*** Data provided

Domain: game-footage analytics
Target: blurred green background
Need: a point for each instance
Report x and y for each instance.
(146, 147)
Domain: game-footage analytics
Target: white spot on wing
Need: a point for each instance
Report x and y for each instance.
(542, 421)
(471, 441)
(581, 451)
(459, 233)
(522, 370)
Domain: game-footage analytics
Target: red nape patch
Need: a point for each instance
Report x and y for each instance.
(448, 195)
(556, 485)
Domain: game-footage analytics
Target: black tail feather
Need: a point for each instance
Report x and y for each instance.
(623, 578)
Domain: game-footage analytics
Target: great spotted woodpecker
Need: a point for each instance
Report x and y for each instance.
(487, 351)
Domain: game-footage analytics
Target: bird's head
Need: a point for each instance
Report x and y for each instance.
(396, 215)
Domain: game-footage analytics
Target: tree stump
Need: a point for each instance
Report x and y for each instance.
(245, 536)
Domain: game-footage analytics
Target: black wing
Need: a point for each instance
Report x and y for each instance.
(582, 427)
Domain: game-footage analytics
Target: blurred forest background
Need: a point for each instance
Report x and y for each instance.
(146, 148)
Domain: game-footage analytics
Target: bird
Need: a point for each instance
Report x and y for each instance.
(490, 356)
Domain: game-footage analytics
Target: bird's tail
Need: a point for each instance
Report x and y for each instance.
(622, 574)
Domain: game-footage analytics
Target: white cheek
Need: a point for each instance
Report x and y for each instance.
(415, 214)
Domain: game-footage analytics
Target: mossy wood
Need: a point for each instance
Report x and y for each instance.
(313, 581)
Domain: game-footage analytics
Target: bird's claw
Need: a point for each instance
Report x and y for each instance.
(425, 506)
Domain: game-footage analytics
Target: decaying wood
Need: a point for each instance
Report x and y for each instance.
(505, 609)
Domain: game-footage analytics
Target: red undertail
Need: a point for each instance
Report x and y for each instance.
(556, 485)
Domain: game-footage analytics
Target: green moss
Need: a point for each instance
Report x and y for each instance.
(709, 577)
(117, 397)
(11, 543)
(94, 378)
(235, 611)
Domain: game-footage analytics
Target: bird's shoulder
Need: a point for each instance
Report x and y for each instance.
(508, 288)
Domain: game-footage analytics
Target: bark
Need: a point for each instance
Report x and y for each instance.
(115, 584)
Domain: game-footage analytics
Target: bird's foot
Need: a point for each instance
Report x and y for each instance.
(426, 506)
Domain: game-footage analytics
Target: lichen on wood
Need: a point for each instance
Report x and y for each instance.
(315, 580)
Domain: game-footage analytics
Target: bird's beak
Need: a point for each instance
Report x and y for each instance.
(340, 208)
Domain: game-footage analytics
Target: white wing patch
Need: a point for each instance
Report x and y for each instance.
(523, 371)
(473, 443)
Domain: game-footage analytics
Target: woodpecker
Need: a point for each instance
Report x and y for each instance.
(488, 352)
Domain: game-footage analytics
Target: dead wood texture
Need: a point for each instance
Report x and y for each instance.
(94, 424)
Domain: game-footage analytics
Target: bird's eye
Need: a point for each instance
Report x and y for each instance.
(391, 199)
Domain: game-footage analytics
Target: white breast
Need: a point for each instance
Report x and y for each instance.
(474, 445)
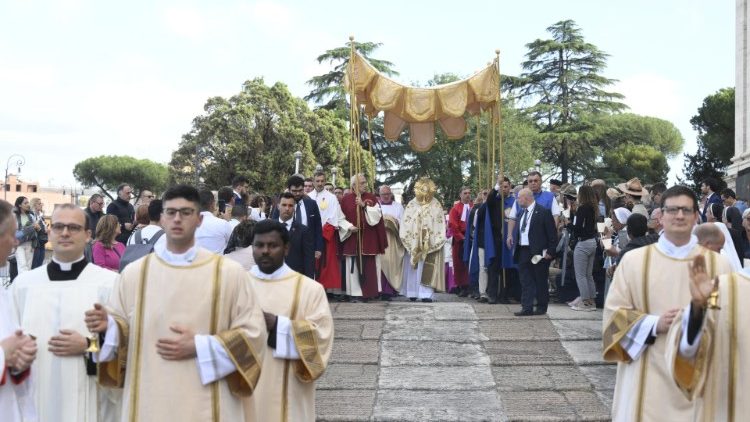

******

**Task requirements:** What is needed is a word-for-word restatement of the entries, minus any pictures.

**Result of the exercise:**
Domain: game-footage analytics
Target: blurred green background
Need: a point for each instance
Report x and y for each instance.
(146, 147)
Domain: game-footage analytics
Target: white spot on wing
Need: a point for each instance
Report x and y for each instance.
(542, 421)
(471, 441)
(581, 451)
(459, 233)
(522, 370)
Domain: game-footage analytics
Target: red nape patch
Need: a point for each instance
Report x and y for each instance.
(448, 195)
(556, 485)
Domain: game-footage analytics
Target: black tail feather
Need: a point for each instance
Report x and y for each instance.
(623, 578)
Domain: game-footage analytics
Target: great spotted woodpecker
Need: a point for each instance
Report x and y for each instance.
(487, 351)
Domain: game-footage analytics
Target: bird's head
Need: a point for each instance
Report x and y for each instance.
(396, 215)
Domain: game-footage analytics
Target: tree stump
Need: a point for each instance
Report x and y for each instance.
(245, 536)
Domain: game-footage analytics
Target: black wing
Need: a point for each instance
Report x and y for each instance.
(582, 427)
Domain: game-footage analytics
Target: blurred forest background
Need: a point for each instance
Report x and y for each instance.
(146, 148)
Domain: game-footage analytics
Target: bird
Need: a point for each instance
Report x and y for each instance.
(490, 356)
Domain: game-footage analytics
Target: bird's tail
Need: a point for each instance
Report x and y for each instance.
(622, 574)
Domain: game-footage analytics
Target: white cheek
Need: a point for each instance
Report x and y for each instance.
(415, 214)
Domain: game-footage analytics
Target: mossy wood
Need: a point for each instance
Report x and y for each instance.
(313, 581)
Domain: game-footage analytics
Target: bird's claw
Need: a point for each instance
Report x and y for each instance.
(425, 506)
Domain: game-footage analytics
Target: decaying wood
Need: a point for each instance
Report x and y for each instance.
(505, 609)
Domain: game-footage analytics
Target: red undertail
Need: a point for each instance
Report x and y for each instance.
(556, 485)
Domain: game-footage analytics
Target: green moss
Need: a point for each instance
Report x and y for each instance.
(709, 577)
(117, 397)
(11, 543)
(94, 378)
(235, 611)
Domain: game-footage analytics
Target: bird's shoulder
Need: a point for each instance
Report x and y for each instance.
(508, 288)
Domain: game-footage analytics
Target: bark
Need: a point for each instance
Report x and y for each instance.
(115, 584)
Domain: game-footage analytics
Target: bird's foot
Need: a point for each instance
Report x and y for each instance.
(426, 506)
Domain: game-footage analytics
Target: lichen on wood
Need: a point for each instance
Report x and y for each instance.
(315, 580)
Domain: game-footage analytics
Target: bird's beak
Need: a point for each instance
Report x and y for each instance.
(340, 208)
Domain: game-footage analytics
Target: white wing patch
Need: a point for each instance
Report x and y for each instance.
(523, 371)
(473, 443)
Domain: game-footage analytics
Target: woodpecker
Need: a point for each instance
Report x and y for each instance.
(488, 352)
Domain: game-footage analytics
Target: dead wood texture
Need: a point for each instance
Report x and y for each instance.
(94, 424)
Domain: game-footage analytics
Target: bird's eye
Need: a point for each instance
Report x and y for each instance.
(391, 199)
Domain: game-footage analytics
Target: white breast
Need: a point for each instance
Report x and y for each instance.
(474, 445)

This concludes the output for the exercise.